How many lines in the rows below contain the string "water"? Case counts. Reply with the number alone.
========================================================================
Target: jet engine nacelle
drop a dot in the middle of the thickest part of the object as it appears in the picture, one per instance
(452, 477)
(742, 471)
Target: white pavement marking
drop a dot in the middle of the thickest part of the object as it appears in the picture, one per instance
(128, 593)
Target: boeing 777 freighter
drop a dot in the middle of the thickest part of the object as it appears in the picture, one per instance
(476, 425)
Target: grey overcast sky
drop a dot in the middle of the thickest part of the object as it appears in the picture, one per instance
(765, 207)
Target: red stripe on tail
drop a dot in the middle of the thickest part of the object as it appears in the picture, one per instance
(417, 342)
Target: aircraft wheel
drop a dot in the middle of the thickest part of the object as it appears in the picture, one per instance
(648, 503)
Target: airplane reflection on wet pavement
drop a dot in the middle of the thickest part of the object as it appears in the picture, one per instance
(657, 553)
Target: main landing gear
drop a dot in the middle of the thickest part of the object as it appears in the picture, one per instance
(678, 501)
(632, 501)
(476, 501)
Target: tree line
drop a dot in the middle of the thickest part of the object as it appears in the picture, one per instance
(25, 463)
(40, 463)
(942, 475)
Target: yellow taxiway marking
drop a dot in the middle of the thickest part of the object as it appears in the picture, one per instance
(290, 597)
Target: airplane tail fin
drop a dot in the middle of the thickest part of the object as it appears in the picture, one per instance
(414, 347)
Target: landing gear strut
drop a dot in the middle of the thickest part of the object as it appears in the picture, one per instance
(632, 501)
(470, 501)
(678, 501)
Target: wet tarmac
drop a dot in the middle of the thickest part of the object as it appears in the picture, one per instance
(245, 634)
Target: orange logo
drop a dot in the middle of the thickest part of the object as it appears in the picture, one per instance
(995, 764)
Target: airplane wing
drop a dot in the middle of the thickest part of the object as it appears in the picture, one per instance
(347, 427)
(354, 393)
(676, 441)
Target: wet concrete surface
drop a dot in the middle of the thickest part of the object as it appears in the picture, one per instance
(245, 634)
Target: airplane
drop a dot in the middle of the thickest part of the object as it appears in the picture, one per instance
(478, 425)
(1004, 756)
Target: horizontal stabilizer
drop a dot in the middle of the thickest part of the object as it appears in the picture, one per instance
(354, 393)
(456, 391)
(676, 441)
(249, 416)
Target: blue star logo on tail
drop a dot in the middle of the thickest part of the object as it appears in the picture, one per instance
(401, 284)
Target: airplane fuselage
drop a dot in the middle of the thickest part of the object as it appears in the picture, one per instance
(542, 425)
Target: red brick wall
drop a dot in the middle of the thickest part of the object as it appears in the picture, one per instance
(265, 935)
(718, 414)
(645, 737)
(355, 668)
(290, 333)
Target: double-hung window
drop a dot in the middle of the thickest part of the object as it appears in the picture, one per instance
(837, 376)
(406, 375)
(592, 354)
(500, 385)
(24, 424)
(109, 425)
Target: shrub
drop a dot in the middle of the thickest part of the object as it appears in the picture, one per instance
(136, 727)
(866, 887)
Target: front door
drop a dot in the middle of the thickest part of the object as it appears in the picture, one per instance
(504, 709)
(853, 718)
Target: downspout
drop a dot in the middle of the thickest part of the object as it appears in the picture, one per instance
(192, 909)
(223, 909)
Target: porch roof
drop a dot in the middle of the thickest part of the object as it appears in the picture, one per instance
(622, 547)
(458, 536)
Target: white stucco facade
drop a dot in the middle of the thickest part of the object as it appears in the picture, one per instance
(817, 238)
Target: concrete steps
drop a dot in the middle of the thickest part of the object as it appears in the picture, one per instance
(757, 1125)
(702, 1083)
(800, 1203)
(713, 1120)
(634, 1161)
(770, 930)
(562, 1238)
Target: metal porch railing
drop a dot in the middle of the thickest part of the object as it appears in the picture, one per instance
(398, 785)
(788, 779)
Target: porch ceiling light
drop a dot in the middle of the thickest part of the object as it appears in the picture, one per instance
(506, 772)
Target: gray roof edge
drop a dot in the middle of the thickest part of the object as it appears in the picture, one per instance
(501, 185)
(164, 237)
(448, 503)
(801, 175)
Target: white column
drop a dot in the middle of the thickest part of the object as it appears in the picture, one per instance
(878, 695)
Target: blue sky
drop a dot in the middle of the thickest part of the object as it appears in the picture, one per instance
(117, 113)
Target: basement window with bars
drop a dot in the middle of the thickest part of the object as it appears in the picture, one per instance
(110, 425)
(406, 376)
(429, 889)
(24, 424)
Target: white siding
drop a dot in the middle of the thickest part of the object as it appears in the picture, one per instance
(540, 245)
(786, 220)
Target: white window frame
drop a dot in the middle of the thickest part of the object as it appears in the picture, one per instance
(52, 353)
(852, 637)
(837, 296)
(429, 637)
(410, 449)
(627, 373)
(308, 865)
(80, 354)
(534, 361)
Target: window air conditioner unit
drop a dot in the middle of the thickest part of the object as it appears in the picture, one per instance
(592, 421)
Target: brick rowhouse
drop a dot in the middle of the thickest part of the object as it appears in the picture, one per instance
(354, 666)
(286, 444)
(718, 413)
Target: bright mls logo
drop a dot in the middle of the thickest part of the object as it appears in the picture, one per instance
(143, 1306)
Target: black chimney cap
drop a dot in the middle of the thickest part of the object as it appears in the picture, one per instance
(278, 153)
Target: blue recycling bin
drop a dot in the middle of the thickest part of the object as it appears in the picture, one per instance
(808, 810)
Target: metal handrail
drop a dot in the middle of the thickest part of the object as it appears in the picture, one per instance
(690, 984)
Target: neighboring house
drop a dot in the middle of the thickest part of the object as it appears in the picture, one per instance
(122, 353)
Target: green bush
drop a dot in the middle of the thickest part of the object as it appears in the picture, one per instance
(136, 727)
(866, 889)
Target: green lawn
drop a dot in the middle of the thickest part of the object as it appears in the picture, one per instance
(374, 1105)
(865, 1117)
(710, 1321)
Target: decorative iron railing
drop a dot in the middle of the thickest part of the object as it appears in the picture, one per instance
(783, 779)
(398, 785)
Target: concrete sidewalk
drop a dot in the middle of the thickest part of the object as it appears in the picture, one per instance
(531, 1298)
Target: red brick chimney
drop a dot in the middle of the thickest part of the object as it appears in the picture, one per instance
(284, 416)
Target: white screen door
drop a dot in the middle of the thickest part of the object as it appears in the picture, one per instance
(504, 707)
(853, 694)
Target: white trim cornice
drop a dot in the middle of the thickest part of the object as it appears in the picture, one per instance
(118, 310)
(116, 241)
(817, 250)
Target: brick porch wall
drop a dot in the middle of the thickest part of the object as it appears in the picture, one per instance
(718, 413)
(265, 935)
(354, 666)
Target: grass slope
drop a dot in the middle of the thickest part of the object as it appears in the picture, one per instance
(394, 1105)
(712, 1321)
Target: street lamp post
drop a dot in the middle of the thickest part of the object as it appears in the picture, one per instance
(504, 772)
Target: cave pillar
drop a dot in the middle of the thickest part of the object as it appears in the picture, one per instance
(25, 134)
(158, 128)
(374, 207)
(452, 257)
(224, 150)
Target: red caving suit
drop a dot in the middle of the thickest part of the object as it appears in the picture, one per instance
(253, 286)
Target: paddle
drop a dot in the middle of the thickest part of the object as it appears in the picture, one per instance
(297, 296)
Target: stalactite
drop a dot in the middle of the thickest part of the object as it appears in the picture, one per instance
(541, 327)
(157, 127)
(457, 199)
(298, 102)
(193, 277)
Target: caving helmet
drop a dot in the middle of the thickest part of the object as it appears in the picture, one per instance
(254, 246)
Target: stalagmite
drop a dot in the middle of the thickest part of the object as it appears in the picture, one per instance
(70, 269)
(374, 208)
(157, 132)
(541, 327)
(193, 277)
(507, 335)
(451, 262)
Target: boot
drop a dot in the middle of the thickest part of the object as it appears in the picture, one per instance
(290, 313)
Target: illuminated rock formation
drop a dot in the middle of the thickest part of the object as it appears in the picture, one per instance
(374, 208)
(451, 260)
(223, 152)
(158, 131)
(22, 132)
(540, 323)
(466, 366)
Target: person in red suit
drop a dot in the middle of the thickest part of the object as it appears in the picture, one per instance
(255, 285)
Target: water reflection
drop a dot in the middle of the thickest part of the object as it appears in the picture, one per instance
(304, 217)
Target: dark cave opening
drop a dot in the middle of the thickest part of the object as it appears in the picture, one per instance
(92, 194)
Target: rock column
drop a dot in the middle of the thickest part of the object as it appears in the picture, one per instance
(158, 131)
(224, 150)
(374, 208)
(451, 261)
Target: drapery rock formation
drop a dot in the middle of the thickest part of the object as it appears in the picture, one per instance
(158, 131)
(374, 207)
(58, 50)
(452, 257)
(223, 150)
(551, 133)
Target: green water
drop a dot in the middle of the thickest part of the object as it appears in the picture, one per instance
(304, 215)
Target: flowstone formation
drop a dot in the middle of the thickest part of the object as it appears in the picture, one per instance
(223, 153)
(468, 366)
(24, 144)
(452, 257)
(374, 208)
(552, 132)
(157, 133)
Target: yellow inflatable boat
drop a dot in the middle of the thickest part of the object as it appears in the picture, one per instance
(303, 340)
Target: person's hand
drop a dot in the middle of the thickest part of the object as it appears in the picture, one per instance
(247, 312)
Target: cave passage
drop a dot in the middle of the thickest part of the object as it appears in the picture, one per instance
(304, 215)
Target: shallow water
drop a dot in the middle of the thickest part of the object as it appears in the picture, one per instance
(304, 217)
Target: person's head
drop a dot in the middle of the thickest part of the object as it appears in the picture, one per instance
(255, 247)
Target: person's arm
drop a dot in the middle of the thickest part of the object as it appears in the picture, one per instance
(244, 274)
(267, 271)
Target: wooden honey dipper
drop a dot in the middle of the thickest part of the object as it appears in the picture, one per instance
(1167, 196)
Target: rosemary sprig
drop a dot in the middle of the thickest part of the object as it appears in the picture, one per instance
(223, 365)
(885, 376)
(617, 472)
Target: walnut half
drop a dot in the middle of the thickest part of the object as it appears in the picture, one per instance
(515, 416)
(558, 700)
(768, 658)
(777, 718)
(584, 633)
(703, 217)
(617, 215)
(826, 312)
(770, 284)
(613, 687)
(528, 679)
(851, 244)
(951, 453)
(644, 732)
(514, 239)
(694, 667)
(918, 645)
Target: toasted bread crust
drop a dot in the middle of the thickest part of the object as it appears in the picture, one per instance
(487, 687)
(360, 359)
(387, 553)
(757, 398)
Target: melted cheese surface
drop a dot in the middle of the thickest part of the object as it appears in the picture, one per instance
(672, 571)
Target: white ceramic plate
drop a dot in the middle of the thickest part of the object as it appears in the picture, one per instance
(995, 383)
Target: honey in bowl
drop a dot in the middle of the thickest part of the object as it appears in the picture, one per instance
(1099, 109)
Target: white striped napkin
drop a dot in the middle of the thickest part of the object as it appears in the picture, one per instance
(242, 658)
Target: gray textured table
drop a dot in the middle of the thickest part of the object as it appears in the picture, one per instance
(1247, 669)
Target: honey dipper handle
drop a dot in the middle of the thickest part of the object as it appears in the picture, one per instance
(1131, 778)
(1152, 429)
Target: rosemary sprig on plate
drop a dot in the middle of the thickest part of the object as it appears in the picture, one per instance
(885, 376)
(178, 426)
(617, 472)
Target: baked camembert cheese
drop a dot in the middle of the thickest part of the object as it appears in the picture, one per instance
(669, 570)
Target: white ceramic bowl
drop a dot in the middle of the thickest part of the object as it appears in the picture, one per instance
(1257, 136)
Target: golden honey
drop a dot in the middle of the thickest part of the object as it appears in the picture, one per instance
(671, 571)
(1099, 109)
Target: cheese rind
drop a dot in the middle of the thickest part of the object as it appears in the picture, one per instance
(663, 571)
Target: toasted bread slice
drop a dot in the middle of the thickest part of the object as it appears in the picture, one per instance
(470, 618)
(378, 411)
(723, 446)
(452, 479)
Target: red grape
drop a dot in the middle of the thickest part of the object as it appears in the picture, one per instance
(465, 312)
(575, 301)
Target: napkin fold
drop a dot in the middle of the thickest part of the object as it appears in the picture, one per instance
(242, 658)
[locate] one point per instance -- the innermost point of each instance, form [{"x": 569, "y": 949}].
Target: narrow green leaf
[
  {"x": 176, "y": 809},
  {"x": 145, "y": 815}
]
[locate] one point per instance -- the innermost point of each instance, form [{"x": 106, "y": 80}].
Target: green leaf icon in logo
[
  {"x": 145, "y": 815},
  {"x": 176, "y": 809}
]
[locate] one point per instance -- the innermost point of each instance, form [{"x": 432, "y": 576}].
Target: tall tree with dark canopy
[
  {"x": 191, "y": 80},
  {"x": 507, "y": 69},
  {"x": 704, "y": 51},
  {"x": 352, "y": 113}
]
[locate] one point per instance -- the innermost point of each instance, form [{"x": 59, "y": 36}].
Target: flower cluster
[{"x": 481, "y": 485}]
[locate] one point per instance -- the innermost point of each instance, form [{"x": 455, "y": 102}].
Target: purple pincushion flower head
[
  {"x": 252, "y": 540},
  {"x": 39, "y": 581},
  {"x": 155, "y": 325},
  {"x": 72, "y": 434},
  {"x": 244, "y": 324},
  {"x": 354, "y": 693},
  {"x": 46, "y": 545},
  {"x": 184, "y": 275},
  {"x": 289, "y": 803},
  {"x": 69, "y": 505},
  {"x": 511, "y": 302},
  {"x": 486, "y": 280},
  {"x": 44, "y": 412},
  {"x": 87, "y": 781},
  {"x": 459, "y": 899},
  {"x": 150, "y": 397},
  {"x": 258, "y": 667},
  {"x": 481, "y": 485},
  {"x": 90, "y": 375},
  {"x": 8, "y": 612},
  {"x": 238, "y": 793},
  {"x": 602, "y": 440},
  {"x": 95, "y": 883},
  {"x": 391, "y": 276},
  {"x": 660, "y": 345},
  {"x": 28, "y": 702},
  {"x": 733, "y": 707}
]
========================================================================
*Answer to the task*. 3